| SHORT TASK |
Please scale everything from the start of the records down to the line containing "[257,217,278,248]", both ends included. Reproduce each of those lines with every bounding-box coordinate multiplied by 2.05 and rounded to a whole number, halves going up, and leave out the pictures and anything past those lines.

| TASK MATERIAL |
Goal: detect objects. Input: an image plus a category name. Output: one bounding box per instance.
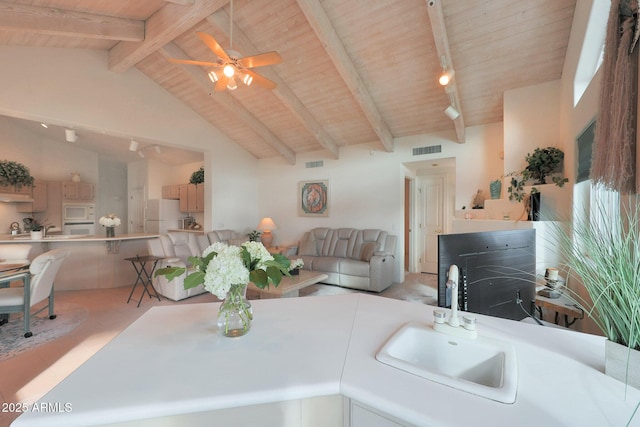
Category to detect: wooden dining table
[0,260,31,325]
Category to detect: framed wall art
[298,180,329,216]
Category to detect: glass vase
[218,284,253,337]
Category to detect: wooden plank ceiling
[0,0,576,164]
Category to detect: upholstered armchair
[147,231,205,301]
[0,249,69,338]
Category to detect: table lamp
[257,217,278,248]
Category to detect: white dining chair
[0,249,69,338]
[0,243,31,264]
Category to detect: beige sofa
[147,230,246,301]
[294,227,397,292]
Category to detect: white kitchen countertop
[0,233,160,243]
[12,294,640,427]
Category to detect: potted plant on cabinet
[189,166,204,185]
[507,147,569,220]
[552,195,640,387]
[0,160,33,190]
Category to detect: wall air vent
[304,160,324,168]
[411,145,442,156]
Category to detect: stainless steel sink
[376,322,518,403]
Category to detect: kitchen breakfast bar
[0,233,158,291]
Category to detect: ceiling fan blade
[244,70,278,89]
[238,52,282,68]
[196,31,231,62]
[213,74,229,92]
[169,58,220,68]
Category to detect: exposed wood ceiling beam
[0,1,144,42]
[427,0,466,143]
[165,0,195,6]
[297,0,394,152]
[158,43,296,165]
[207,9,339,159]
[109,0,229,72]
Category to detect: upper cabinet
[16,180,48,213]
[62,181,95,202]
[162,185,180,200]
[179,184,204,213]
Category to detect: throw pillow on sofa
[360,242,379,262]
[298,232,318,256]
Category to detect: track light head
[444,105,460,120]
[64,129,78,142]
[438,70,455,86]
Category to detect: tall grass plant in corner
[554,195,640,350]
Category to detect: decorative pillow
[360,242,378,262]
[298,232,318,256]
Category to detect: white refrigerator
[144,199,182,234]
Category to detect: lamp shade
[258,217,278,231]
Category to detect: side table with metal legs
[125,255,162,307]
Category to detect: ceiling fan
[169,1,282,92]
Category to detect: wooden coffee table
[248,270,329,299]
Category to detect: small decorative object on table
[155,242,290,337]
[98,214,120,237]
[289,258,304,276]
[247,230,261,242]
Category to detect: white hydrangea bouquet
[154,242,290,336]
[98,214,121,227]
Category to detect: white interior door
[419,174,447,274]
[129,186,145,233]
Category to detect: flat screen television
[438,229,536,320]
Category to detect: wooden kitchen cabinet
[16,180,49,213]
[180,184,204,213]
[162,185,180,200]
[62,181,95,202]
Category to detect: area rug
[0,302,88,361]
[300,273,438,305]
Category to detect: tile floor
[0,274,435,427]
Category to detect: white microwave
[62,203,96,223]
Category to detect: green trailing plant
[552,195,640,350]
[525,147,564,185]
[189,166,204,185]
[0,160,33,190]
[507,147,569,202]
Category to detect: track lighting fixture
[438,69,454,86]
[444,105,460,120]
[64,129,78,142]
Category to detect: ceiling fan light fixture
[222,64,236,78]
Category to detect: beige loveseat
[294,227,397,292]
[147,230,246,301]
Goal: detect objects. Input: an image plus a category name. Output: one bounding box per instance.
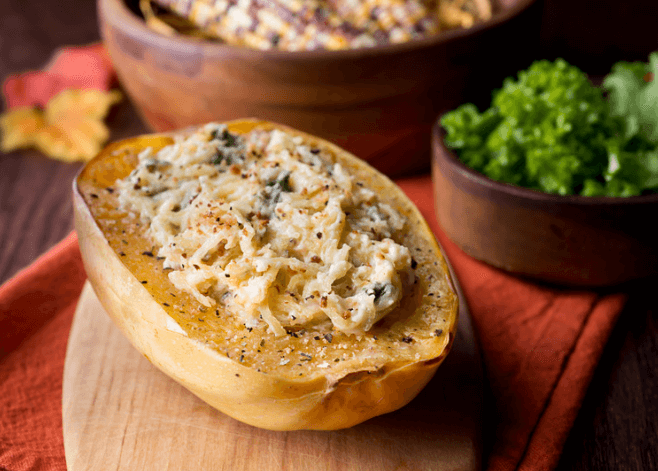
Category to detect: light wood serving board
[62,284,482,471]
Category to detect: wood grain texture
[0,0,658,471]
[63,285,482,471]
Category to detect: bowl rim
[97,0,539,61]
[432,117,658,208]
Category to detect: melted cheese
[117,124,411,335]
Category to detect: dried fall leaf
[0,89,121,162]
[0,106,45,152]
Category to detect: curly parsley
[441,53,658,196]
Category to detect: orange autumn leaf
[0,89,121,162]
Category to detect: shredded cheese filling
[117,124,413,335]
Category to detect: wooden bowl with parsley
[432,53,658,286]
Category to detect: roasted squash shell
[73,120,458,430]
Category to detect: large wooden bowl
[98,0,541,174]
[432,123,658,286]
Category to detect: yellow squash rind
[73,120,457,430]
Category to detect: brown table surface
[0,0,658,471]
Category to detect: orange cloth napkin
[0,176,626,471]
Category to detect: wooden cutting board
[62,284,482,471]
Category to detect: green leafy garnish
[441,53,658,196]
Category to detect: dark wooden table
[0,0,658,471]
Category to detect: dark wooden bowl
[98,0,541,174]
[432,123,658,287]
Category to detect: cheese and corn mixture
[149,0,491,51]
[117,124,414,336]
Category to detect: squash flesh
[74,121,457,430]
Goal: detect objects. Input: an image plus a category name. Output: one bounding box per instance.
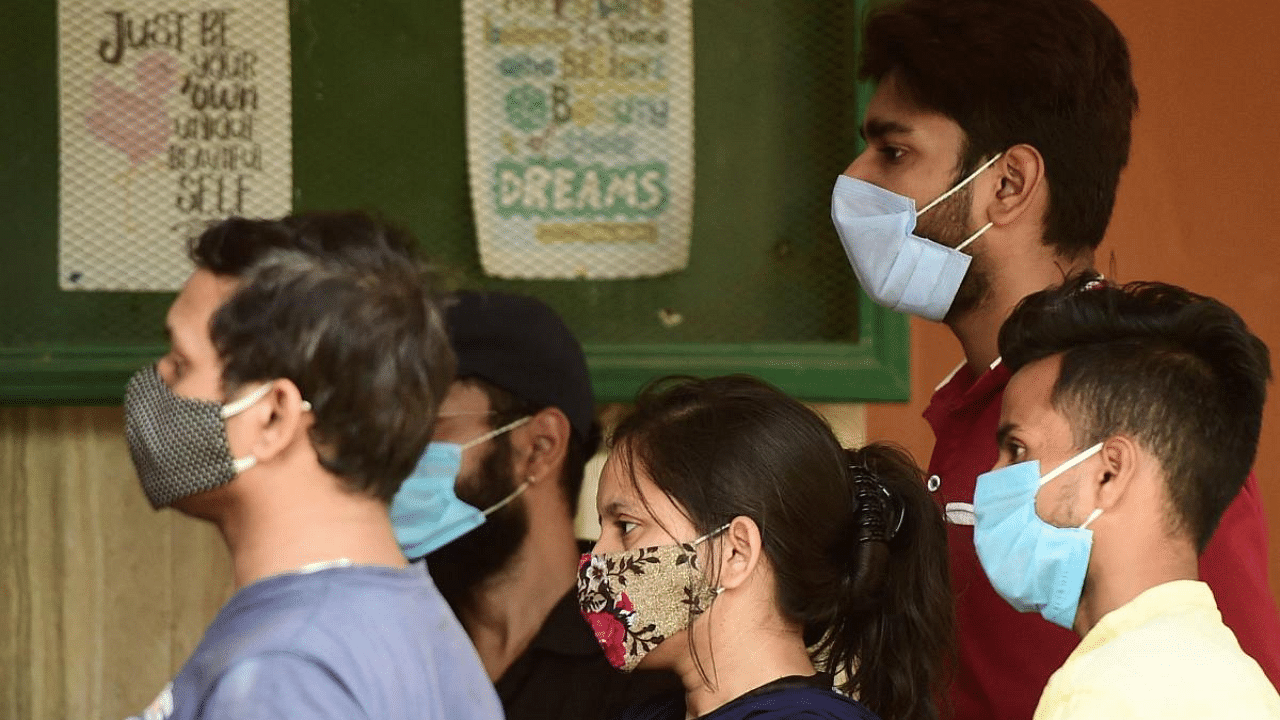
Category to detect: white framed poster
[463,0,694,279]
[58,0,293,291]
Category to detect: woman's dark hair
[612,375,954,720]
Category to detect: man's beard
[426,437,529,615]
[915,176,991,323]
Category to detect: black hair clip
[851,465,906,542]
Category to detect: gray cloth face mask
[124,365,273,510]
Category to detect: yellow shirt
[1036,580,1280,720]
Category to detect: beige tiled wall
[0,407,232,720]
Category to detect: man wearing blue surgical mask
[392,291,678,720]
[832,0,1280,720]
[974,272,1280,720]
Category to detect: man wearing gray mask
[124,214,502,720]
[832,0,1280,720]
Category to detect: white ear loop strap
[219,382,275,420]
[1039,442,1102,487]
[480,480,534,518]
[458,415,532,450]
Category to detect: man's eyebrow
[996,423,1018,447]
[858,118,911,140]
[604,500,631,516]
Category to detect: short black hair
[191,213,454,502]
[859,0,1138,258]
[998,275,1271,552]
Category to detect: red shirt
[924,365,1280,720]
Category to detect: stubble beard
[426,438,529,614]
[915,176,991,325]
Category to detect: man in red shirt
[832,0,1280,720]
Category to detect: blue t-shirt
[126,564,502,720]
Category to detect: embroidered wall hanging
[58,0,292,291]
[463,0,694,279]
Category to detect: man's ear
[1091,436,1147,512]
[228,378,314,464]
[987,143,1047,227]
[511,406,572,484]
[717,515,764,591]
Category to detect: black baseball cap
[444,291,595,443]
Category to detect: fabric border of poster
[463,0,694,279]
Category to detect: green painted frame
[0,0,910,405]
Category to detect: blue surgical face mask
[973,442,1102,630]
[831,152,1004,320]
[390,418,529,560]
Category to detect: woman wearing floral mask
[579,375,954,720]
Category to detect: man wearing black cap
[426,292,678,720]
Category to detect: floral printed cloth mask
[577,524,728,673]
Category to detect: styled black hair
[191,213,454,502]
[1000,275,1271,552]
[859,0,1138,258]
[612,375,954,720]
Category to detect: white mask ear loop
[956,223,996,251]
[1080,507,1102,530]
[915,151,1005,218]
[1039,442,1102,487]
[458,415,534,450]
[480,476,534,518]
[218,382,279,475]
[219,382,275,420]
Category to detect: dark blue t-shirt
[618,673,879,720]
[126,564,502,720]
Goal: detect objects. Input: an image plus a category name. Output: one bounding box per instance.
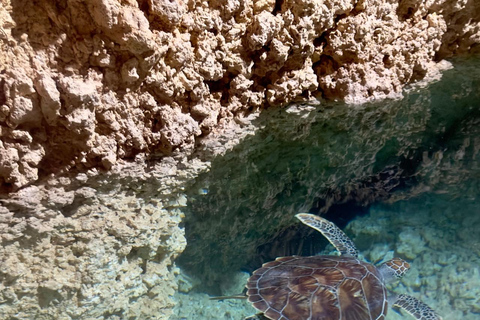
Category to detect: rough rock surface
[0,0,480,319]
[0,158,210,320]
[0,0,480,190]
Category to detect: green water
[173,57,480,320]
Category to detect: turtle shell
[247,256,387,320]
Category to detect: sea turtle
[247,213,442,320]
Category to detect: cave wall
[0,0,480,190]
[0,0,480,319]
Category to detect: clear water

| COMPLETE OUTPUT |
Goal: detect objects. Input: an image plus a category name. Output: one bounding box per instance.
Category to detect: wooden dining table
[0,533,64,666]
Category to detect: framed wall art
[611,369,674,443]
Category to detect: glass vase
[447,582,519,691]
Category to detect: wooden plank ceiling
[0,0,1181,336]
Category to detect: upholstered armchair
[301,474,420,617]
[0,510,141,693]
Category to detect: table lamp
[527,445,570,508]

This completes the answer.